* Try it:
The entire listing below should be output exactly as it stands.

* Recorded information:
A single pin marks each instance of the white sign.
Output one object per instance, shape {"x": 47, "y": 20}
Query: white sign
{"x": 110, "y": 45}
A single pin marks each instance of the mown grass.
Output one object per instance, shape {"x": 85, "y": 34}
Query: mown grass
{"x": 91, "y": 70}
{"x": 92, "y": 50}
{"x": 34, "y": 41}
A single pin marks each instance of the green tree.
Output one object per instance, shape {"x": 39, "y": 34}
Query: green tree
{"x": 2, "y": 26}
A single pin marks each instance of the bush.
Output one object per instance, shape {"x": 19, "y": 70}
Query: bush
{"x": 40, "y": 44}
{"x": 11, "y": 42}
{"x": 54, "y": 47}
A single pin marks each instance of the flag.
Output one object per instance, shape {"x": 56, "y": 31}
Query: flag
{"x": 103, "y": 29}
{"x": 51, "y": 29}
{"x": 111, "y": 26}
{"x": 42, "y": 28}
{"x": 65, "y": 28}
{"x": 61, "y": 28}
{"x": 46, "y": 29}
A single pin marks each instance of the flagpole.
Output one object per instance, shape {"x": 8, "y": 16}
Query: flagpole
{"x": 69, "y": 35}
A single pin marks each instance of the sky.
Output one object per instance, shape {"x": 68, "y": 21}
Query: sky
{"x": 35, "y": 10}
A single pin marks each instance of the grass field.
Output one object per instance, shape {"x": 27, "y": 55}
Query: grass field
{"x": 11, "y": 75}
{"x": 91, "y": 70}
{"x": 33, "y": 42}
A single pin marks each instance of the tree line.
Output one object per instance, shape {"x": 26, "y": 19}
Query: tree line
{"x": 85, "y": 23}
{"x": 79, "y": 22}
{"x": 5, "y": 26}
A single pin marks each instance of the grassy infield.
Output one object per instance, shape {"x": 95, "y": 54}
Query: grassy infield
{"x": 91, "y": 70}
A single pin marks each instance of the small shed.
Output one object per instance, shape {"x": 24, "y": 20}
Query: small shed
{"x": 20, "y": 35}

* Response:
A single pin marks each instance of the white sign.
Output one object per instance, shape {"x": 47, "y": 20}
Query: white sign
{"x": 110, "y": 45}
A single pin marks each instance of the mown grass.
Output one object per instance, shape {"x": 85, "y": 34}
Query: mown grass
{"x": 91, "y": 70}
{"x": 92, "y": 50}
{"x": 34, "y": 41}
A single pin marks each instance of the green tree.
Output one object per instance, shape {"x": 39, "y": 34}
Query: green tree
{"x": 2, "y": 26}
A single pin marks each instance of the bush.
Output one object per instance, shape {"x": 19, "y": 70}
Query: bush
{"x": 40, "y": 44}
{"x": 11, "y": 42}
{"x": 54, "y": 47}
A single pin marks each instance of the flag.
Output one object per instance, shape {"x": 56, "y": 31}
Query: flag
{"x": 103, "y": 29}
{"x": 51, "y": 29}
{"x": 111, "y": 26}
{"x": 42, "y": 28}
{"x": 65, "y": 28}
{"x": 61, "y": 28}
{"x": 46, "y": 29}
A single pin marks each instance of the flagpole.
Output one object per instance, shape {"x": 8, "y": 16}
Query: flagpole
{"x": 69, "y": 35}
A single pin marks each instance of the sky.
Output one object per instance, shape {"x": 68, "y": 21}
Query: sky
{"x": 35, "y": 10}
A single pin marks each instance of the grass field.
Output one object per instance, shape {"x": 27, "y": 55}
Query: grass field
{"x": 11, "y": 75}
{"x": 91, "y": 70}
{"x": 33, "y": 42}
A single pin marks each instance of the tree line.
Output one object per instance, shape {"x": 26, "y": 19}
Query: tree line
{"x": 85, "y": 23}
{"x": 79, "y": 22}
{"x": 5, "y": 26}
A single pin marks each instance of the grassy infield.
Output one object per instance, shape {"x": 95, "y": 54}
Query: grassy infield
{"x": 91, "y": 70}
A single pin marks each instance of the small shed.
Output one object per instance, shape {"x": 24, "y": 20}
Query: small shed
{"x": 20, "y": 35}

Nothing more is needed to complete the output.